§ **Provided records**
*** Block opens ***
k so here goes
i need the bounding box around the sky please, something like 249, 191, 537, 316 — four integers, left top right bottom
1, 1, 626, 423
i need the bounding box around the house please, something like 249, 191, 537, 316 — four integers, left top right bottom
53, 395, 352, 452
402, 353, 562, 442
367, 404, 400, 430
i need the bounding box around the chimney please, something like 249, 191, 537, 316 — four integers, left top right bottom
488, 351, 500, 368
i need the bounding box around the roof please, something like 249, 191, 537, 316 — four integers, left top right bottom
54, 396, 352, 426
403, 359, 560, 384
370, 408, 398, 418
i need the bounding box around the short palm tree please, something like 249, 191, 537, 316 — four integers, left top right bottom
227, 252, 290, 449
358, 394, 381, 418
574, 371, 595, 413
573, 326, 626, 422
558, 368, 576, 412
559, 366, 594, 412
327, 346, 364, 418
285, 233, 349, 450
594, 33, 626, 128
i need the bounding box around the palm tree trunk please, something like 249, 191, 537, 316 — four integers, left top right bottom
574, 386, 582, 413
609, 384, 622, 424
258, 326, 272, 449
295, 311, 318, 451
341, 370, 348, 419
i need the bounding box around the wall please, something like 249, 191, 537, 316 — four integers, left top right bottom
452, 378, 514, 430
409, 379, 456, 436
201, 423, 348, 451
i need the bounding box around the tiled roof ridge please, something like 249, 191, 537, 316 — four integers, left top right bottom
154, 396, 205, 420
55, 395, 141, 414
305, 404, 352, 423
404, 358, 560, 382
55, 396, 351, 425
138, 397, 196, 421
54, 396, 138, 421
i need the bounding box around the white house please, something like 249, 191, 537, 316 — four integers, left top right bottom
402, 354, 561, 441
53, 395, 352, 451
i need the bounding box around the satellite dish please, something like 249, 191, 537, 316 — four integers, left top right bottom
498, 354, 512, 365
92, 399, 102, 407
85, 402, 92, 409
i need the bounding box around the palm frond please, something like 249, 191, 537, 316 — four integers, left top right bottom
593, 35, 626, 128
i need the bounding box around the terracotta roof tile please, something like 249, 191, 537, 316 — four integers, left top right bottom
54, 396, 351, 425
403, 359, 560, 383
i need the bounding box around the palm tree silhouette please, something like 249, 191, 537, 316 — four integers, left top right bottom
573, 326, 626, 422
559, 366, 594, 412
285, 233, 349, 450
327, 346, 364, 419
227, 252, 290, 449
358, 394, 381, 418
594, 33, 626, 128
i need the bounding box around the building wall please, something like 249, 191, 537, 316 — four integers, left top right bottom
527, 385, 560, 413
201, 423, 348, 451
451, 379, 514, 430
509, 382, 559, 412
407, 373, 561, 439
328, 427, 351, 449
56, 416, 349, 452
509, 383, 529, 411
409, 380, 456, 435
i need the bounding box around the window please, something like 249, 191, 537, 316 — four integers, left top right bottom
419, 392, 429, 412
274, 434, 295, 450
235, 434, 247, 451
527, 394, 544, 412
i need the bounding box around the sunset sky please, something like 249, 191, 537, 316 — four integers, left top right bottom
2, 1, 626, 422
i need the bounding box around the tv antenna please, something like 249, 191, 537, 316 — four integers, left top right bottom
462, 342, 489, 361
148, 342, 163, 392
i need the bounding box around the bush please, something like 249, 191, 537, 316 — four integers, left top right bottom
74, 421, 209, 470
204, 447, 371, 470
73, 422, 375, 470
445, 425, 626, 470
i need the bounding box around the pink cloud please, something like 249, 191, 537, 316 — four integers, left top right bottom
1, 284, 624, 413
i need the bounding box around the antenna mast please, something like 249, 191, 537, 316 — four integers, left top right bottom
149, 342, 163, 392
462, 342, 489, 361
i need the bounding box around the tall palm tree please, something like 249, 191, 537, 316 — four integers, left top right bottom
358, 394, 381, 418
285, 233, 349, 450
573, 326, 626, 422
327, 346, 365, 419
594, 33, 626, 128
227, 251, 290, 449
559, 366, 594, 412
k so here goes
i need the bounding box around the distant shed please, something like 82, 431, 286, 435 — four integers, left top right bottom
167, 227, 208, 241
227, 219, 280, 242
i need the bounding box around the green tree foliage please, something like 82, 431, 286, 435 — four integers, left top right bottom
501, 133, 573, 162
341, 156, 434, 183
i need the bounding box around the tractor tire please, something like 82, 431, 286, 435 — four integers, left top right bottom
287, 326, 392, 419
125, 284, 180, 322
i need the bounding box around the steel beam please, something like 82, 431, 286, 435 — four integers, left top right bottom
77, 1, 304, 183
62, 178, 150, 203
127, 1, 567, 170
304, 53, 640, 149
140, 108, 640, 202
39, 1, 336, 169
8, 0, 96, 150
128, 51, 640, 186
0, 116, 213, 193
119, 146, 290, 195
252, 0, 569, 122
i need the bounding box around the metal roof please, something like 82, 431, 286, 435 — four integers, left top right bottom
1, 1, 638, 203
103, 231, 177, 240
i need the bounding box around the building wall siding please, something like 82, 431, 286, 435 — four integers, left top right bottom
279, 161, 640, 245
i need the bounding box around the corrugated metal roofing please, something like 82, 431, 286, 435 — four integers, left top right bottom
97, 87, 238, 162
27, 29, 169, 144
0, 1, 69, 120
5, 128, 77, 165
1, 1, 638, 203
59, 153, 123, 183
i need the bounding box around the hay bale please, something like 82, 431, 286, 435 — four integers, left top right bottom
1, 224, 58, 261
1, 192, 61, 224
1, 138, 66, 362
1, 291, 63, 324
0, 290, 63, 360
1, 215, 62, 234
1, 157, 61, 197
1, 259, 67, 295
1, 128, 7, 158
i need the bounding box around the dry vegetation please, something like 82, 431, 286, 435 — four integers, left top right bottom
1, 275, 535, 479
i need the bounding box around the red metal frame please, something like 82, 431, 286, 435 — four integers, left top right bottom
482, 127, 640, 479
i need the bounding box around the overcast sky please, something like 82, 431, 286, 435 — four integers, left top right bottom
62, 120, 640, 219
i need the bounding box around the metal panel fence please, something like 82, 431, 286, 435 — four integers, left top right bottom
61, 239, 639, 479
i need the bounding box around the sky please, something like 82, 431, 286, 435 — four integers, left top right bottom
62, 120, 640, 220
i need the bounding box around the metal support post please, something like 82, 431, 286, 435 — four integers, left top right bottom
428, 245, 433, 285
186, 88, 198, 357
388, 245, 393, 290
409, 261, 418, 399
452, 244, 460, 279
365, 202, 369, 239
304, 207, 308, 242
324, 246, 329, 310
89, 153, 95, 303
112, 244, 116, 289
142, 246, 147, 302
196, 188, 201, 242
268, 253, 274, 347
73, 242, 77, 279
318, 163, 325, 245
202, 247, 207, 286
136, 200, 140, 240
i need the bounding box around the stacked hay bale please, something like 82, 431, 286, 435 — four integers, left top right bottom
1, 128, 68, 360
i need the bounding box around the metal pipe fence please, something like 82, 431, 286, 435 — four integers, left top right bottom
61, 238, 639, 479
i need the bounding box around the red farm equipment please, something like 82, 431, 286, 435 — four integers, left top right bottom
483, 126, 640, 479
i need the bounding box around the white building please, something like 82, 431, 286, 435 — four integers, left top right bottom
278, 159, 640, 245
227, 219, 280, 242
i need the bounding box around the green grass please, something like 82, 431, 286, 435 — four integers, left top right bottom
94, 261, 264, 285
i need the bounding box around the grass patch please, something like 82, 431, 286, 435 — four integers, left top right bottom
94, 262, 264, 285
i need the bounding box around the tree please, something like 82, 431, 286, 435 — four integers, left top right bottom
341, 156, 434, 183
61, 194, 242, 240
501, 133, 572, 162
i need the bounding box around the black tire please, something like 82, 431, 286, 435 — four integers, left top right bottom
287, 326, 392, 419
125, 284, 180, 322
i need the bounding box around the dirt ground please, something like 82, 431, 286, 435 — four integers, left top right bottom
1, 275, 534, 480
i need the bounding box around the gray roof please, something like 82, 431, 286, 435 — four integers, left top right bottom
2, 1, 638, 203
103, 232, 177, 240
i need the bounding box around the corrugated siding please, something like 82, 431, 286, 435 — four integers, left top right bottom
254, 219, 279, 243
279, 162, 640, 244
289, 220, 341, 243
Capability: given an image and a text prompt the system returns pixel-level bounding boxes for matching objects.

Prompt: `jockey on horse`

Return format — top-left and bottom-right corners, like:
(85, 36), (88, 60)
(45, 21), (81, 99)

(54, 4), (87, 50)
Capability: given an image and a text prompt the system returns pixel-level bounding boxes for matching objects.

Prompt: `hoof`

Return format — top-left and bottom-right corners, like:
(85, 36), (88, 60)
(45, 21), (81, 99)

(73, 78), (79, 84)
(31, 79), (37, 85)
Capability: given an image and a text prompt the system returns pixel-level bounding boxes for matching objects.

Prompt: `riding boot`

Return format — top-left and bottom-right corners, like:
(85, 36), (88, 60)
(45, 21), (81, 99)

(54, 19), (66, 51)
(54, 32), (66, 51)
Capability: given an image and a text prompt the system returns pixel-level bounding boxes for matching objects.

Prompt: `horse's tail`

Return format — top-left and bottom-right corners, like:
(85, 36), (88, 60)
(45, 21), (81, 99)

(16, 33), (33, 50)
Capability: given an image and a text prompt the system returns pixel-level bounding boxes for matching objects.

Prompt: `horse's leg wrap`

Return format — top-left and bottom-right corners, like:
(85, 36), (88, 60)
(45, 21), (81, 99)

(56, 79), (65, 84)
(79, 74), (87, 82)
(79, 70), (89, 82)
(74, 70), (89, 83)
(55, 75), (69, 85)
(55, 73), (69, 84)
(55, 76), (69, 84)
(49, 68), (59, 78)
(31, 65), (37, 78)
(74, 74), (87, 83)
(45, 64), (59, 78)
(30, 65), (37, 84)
*** Block closes ***
§ **Exercise objective**
The answer must consist of every line in the records above that contains the word "horse".

§ **Problem solution**
Prompt: `jockey on horse`
Prompt: `horse's tail`
Prompt: `horse's leg wrap`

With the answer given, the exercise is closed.